Stored items from a collection:
▼▼▼

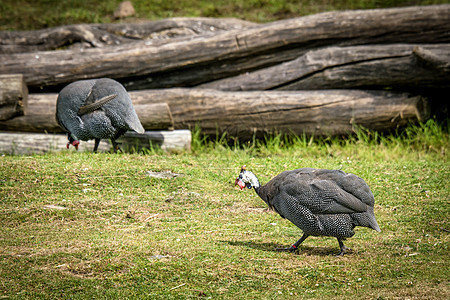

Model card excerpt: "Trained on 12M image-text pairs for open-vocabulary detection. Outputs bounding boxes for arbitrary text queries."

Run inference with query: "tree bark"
[0,88,429,140]
[0,18,256,54]
[198,44,450,91]
[0,74,28,121]
[0,94,173,132]
[0,5,450,90]
[130,89,430,140]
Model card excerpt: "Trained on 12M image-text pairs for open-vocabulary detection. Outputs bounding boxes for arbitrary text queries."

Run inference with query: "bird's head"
[67,132,80,150]
[234,166,259,190]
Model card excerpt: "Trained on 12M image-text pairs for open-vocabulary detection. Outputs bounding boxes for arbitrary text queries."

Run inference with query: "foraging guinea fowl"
[235,166,381,255]
[56,78,145,152]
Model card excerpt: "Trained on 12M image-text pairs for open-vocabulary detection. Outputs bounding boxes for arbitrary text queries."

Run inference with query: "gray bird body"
[56,78,145,151]
[237,168,380,255]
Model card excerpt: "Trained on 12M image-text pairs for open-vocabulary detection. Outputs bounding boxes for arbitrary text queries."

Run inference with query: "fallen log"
[0,130,191,155]
[130,88,430,140]
[0,74,28,121]
[0,5,450,90]
[0,94,173,132]
[197,44,450,91]
[0,18,256,54]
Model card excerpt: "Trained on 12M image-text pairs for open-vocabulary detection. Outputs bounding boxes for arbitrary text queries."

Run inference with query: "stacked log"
[0,5,450,154]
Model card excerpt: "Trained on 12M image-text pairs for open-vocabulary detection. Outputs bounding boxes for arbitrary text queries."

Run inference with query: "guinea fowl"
[56,78,145,152]
[235,166,381,255]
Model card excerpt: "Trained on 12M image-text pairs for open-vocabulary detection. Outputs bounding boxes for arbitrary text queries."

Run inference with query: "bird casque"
[56,78,145,152]
[235,166,381,255]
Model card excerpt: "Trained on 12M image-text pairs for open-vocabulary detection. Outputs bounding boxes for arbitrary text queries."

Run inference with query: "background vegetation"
[0,121,450,299]
[0,0,449,30]
[0,0,450,299]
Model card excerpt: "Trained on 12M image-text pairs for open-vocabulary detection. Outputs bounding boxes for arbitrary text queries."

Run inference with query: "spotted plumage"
[56,78,144,152]
[236,166,380,255]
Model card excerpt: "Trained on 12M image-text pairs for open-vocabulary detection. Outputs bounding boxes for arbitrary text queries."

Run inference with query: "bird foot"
[335,246,352,257]
[275,245,298,252]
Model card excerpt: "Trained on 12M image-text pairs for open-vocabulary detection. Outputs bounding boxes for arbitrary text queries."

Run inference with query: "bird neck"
[247,172,261,195]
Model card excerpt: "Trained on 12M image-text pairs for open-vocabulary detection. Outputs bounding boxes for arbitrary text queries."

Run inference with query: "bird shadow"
[221,241,342,256]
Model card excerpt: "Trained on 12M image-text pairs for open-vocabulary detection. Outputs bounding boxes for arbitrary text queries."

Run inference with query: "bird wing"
[78,92,117,116]
[280,176,367,214]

▲▲▲

THE PROBLEM => Output every line of the material above as a JSON list of strings, one string per line, leaving out blank lines and the pictures.

COMPLETE RESPONSE =>
[
  "Model card excerpt: \"Trained on 12M image-text pairs for open-vocabulary detection. Outputs bounding boxes for arbitrary text queries.\"",
  "Run inference with query: \"tree bark\"",
  "[0,88,429,140]",
  "[0,18,256,54]",
  "[198,44,450,91]",
  "[0,74,28,121]",
  "[0,94,173,132]",
  "[0,5,450,90]",
  "[130,89,430,140]",
  "Model card excerpt: \"Trained on 12M image-text pairs for open-vocabulary detection. Outputs bounding boxes for arbitrary text queries.\"",
  "Run inference with query: \"bird's head\"",
  "[67,132,80,150]",
  "[234,166,259,190]",
  "Model card excerpt: \"Trained on 12M image-text pairs for open-vocabulary detection. Outputs bounding boxes for arbitrary text queries.\"",
  "Run inference with query: \"foraging guinea fowl\"",
  "[235,166,381,255]",
  "[56,78,145,152]",
  "Model card excerpt: \"Trained on 12M image-text pairs for open-vocabulary detection. Outputs bounding boxes for arbitrary text queries.\"",
  "Run inference with query: \"gray bird body\"",
  "[56,78,145,151]",
  "[237,168,380,255]",
  "Model card excerpt: \"Trained on 12M image-text pairs for open-vocabulary detection. Outputs bounding boxes for arbitrary text queries.\"",
  "Run inference with query: \"fallen log\"",
  "[0,130,191,155]",
  "[130,88,430,140]",
  "[0,74,28,121]",
  "[0,5,450,90]",
  "[0,94,173,132]",
  "[197,44,450,91]",
  "[0,18,256,54]",
  "Model card excerpt: \"Trained on 12M image-text pairs for open-vocabulary detection. Outputs bounding boxes for arbitrary text queries.\"",
  "Run inference with query: \"stacked log\"",
  "[0,5,450,154]",
  "Model card excerpt: \"Trained on 12M image-text pairs for open-vocabulary detection. Outputs bounding boxes for arbitrary text queries.\"",
  "Run inference with query: \"guinea fowl\"",
  "[56,78,145,152]",
  "[235,166,381,255]",
  "Model card excerpt: \"Trained on 12M image-text pairs for open-vocabulary detection. Outputs bounding boxes for arbitrary text queries.\"",
  "Run inference with query: \"bird casque\"",
  "[56,78,145,152]",
  "[235,166,381,255]",
  "Model card excerpt: \"Trained on 12M image-text pairs for open-vocabulary detection. Outputs bounding boxes for arbitrary text queries.\"",
  "Run inference with query: \"background vegetation\"",
  "[0,121,450,299]",
  "[0,0,449,30]",
  "[0,0,450,299]",
  "Model card excerpt: \"Trained on 12M image-text pairs for open-vocabulary detection. Outputs bounding boxes for arbitrary text queries.\"",
  "Run inference with query: \"spotted plumage\"",
  "[56,78,144,152]",
  "[236,166,380,255]",
  "Model card excerpt: \"Trained on 12M image-text pairs for open-vocabulary detection. Outputs bounding boxes for arbitrary text queries.\"",
  "Run inference with query: \"bird foot\"",
  "[335,246,352,257]",
  "[275,245,298,252]",
  "Model card excerpt: \"Trained on 12M image-text pairs for open-vocabulary detection. Outputs bounding boxes for arbitrary text queries.\"",
  "Run inference with query: \"bird neck\"",
  "[247,172,261,195]",
  "Model card excerpt: \"Trained on 12M image-text pairs for open-vocabulary detection. Outputs bounding boxes for arbitrary text queries.\"",
  "Run inference with query: \"bird shadow\"",
  "[221,241,342,256]",
  "Model card excerpt: \"Trained on 12M image-text pairs for open-vocabulary detection. Outputs bounding boxes for arbitrary text queries.\"",
  "Run inference with query: \"bird wing\"",
  "[78,92,117,116]",
  "[280,176,367,214]"
]